| WHAT IS REQUIRED |
Extract every line of the records below and reproduce each one unchanged, character for character.

| PROVIDED ENTRIES |

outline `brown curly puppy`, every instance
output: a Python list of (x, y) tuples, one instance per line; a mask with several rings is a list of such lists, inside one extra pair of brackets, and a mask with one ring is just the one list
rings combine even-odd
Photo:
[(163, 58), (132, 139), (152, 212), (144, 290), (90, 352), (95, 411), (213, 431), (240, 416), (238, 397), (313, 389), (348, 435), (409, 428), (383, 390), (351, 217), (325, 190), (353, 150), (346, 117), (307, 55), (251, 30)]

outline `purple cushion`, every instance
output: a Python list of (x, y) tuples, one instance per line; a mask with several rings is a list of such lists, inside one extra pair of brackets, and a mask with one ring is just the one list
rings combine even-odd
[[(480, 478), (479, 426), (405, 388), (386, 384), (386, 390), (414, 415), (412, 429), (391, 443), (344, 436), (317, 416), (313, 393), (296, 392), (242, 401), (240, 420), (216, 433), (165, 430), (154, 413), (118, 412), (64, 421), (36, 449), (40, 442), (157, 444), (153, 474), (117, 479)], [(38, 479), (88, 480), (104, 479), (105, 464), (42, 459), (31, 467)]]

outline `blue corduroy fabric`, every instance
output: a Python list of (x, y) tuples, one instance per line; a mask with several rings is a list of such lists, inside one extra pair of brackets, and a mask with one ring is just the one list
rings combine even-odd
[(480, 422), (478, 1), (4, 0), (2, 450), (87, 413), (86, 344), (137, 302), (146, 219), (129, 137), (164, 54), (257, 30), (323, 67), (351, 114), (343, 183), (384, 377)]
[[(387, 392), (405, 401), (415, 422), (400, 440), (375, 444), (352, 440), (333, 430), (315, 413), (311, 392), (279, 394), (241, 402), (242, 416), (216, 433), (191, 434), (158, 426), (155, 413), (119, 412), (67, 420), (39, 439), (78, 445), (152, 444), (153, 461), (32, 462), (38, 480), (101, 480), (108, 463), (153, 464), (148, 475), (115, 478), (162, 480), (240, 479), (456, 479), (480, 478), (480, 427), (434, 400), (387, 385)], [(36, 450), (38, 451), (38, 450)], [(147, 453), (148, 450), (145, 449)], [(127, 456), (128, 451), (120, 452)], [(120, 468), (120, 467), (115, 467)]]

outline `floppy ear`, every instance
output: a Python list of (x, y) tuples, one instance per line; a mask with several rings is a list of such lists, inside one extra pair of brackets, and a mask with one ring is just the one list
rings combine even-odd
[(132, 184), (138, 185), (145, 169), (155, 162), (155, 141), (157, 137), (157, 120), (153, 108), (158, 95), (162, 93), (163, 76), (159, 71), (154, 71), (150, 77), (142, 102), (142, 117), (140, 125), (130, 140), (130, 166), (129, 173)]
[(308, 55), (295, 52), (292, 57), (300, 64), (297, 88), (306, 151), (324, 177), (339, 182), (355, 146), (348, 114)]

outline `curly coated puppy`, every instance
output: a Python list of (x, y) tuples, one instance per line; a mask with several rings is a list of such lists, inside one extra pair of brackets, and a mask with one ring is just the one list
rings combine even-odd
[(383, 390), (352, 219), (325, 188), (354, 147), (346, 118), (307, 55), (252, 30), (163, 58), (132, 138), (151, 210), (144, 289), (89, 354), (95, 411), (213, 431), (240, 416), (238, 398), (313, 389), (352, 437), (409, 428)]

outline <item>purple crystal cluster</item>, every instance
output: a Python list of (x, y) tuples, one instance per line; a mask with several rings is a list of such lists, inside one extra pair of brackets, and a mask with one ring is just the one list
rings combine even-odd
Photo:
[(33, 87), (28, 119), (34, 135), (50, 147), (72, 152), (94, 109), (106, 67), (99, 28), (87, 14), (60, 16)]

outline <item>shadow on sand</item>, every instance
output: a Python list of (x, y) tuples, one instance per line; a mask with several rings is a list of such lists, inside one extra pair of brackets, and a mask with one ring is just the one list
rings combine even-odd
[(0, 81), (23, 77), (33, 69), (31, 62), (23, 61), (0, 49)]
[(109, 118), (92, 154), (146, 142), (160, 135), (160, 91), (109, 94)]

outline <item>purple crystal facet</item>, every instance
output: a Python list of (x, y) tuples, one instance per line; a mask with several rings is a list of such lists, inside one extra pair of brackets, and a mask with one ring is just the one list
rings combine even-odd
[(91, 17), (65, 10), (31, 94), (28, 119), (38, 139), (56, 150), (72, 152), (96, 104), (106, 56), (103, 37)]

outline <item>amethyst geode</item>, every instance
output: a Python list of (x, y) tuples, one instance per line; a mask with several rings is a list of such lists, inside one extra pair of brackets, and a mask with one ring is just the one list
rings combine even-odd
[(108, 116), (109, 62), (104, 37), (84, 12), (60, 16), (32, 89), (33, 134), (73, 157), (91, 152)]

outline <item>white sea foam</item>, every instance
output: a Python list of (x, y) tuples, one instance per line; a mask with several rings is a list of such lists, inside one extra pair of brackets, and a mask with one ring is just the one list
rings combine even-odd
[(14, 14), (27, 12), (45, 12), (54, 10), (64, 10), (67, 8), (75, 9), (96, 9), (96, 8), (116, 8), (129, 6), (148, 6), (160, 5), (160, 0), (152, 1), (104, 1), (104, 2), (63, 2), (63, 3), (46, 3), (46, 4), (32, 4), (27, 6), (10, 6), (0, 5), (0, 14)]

| FULL RESPONSE |
outline `brown curly puppy`, every instance
output: a Python list of (x, y) tuples, one instance per line; a mask with several rings is a list of such lists, inside one extra pair of brackets, and a mask with one ring is just the one list
rings combine even-odd
Photo:
[(163, 58), (132, 139), (152, 212), (144, 290), (90, 352), (95, 411), (213, 431), (240, 416), (238, 397), (313, 389), (348, 435), (409, 428), (383, 390), (351, 217), (325, 190), (353, 150), (346, 117), (307, 55), (251, 30)]

outline `purple cushion`, every instance
output: a Python list of (x, y) tuples, one instance per line; a mask with several rings is a list of such lists, inside one extra pair of brackets, and a mask with one ring is just the one list
rings combine even-odd
[[(480, 478), (479, 426), (405, 388), (386, 384), (386, 390), (414, 415), (412, 429), (391, 443), (344, 436), (317, 416), (313, 393), (296, 392), (242, 401), (240, 420), (216, 433), (165, 430), (154, 413), (118, 412), (64, 421), (36, 449), (40, 442), (157, 444), (153, 474), (117, 479)], [(38, 479), (88, 480), (104, 479), (105, 464), (42, 459), (31, 467)]]

outline `blue corduroy fabric`, every instance
output: a Python list of (x, y) tuples, one instance per line; a mask with several rings is a list of such lists, inside one extra pair of brackets, and a mask with one ring is just the one list
rings combine even-odd
[(480, 422), (478, 1), (4, 0), (2, 450), (87, 413), (86, 344), (137, 302), (146, 219), (129, 137), (164, 54), (257, 30), (323, 67), (351, 114), (343, 183), (384, 377)]
[[(387, 392), (405, 401), (415, 422), (400, 440), (375, 444), (352, 440), (333, 430), (315, 413), (311, 392), (279, 394), (241, 402), (242, 416), (216, 433), (191, 434), (158, 426), (155, 413), (119, 412), (67, 420), (39, 439), (78, 445), (152, 444), (153, 461), (32, 462), (38, 480), (101, 480), (108, 463), (153, 464), (148, 475), (115, 478), (162, 480), (240, 479), (456, 479), (480, 478), (480, 427), (434, 400), (387, 385)], [(36, 450), (38, 451), (38, 450)], [(147, 453), (148, 450), (145, 449)], [(127, 456), (128, 451), (120, 452)], [(120, 468), (120, 467), (115, 467)]]

outline `floppy ear`, every instance
output: a Python list of (x, y) tuples, one instance per line; a mask with several rings is a list of such lists, inside one extra pair of brackets, and a mask with one ring is just the one list
rings combine even-odd
[(132, 184), (138, 185), (145, 169), (155, 162), (155, 141), (157, 137), (157, 120), (153, 108), (158, 95), (162, 93), (163, 76), (159, 71), (154, 71), (150, 77), (142, 102), (142, 117), (140, 125), (130, 140), (130, 166), (129, 173)]
[(308, 55), (295, 52), (292, 57), (300, 64), (297, 88), (306, 151), (324, 177), (339, 182), (355, 146), (348, 114)]

outline `curly coated puppy`, every instance
output: a Python list of (x, y) tuples, one instance per line; a mask with several rings is a list of such lists, inside one extra pair of brackets, and a mask with one ring is just the one list
rings combine even-odd
[(383, 390), (352, 219), (325, 188), (354, 147), (346, 118), (307, 55), (252, 30), (163, 58), (132, 138), (151, 210), (144, 289), (89, 354), (95, 411), (213, 431), (240, 416), (238, 398), (313, 389), (352, 437), (409, 428)]

outline <item>purple crystal cluster</item>, every instance
output: a Python list of (x, y) tuples, one instance per line; a mask with several rings is a list of such lists, inside one extra pair of brackets, and a mask with one ring is just the one list
rings combine even-odd
Photo:
[(33, 87), (28, 119), (34, 135), (50, 147), (72, 152), (94, 109), (106, 67), (99, 28), (87, 14), (60, 16)]

outline <item>shadow on sand</item>, every instance
output: a Python list of (x, y) tuples, one instance per line; a mask with several rings is a list of such lists, inside one extra pair of brackets, and a mask with one ring is just the one list
rings combine even-odd
[(0, 81), (23, 77), (33, 69), (31, 62), (23, 61), (0, 49)]
[(109, 118), (92, 154), (146, 142), (160, 135), (160, 91), (109, 94)]

outline <item>purple crystal facet</item>, every instance
output: a Python list of (x, y) tuples, one instance per line; a mask with several rings is a list of such lists, inside one extra pair of brackets, and a mask with one ring is just the one list
rings combine even-odd
[(91, 17), (65, 10), (31, 94), (28, 119), (38, 139), (56, 150), (72, 152), (96, 104), (106, 56), (103, 37)]

outline <item>amethyst geode</item>, every instance
output: a Python list of (x, y) tuples, one instance per line; a mask with several rings is a list of such lists, inside one extra pair of brackets, and a mask with one ring is just the one list
rings combine even-odd
[(108, 116), (109, 62), (104, 37), (84, 12), (60, 16), (32, 89), (33, 134), (73, 157), (91, 152)]

outline <item>white sea foam</item>, every instance
output: a Python list of (x, y) tuples, one instance per line; a mask with several rings is a list of such lists, inside one extra pair of brackets, and a mask with one ring is just the one list
rings combine even-odd
[(14, 14), (27, 12), (45, 12), (54, 10), (64, 10), (67, 8), (75, 9), (96, 9), (96, 8), (116, 8), (129, 6), (148, 6), (160, 5), (160, 0), (152, 1), (104, 1), (104, 2), (63, 2), (63, 3), (46, 3), (46, 4), (32, 4), (27, 6), (10, 6), (0, 5), (0, 14)]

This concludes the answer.